▶ [Try it]: Search the listing for the word "chair" and return each line that contains it.

▶ [Records shown]:

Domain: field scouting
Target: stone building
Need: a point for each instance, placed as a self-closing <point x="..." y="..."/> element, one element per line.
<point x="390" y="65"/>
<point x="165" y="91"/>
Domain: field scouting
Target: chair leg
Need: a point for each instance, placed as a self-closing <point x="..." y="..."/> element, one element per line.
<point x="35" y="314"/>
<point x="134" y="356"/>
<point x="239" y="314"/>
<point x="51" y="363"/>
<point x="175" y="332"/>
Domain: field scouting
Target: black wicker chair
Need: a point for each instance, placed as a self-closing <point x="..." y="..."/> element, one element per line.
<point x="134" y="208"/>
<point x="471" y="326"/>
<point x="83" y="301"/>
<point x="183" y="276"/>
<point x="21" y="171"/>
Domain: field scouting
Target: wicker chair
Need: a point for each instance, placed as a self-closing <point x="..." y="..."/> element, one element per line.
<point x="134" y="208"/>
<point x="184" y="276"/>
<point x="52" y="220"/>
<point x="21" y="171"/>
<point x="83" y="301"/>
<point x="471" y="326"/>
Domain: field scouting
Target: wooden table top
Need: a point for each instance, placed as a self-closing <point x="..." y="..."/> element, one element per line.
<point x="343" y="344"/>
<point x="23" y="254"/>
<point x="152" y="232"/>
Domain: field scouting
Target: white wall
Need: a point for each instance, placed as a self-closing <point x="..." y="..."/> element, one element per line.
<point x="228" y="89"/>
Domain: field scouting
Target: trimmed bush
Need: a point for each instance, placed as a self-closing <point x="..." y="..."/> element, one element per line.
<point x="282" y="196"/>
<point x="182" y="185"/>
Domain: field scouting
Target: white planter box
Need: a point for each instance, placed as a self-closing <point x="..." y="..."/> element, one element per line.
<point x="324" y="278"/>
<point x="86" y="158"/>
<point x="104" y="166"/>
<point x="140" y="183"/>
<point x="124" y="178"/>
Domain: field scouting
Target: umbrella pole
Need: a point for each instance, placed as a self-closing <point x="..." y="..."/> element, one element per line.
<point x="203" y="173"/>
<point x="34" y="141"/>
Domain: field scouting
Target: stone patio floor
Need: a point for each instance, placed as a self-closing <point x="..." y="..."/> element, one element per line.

▶ [Solution for this task]:
Target: chair leg
Target: black wicker chair
Target: wicker chair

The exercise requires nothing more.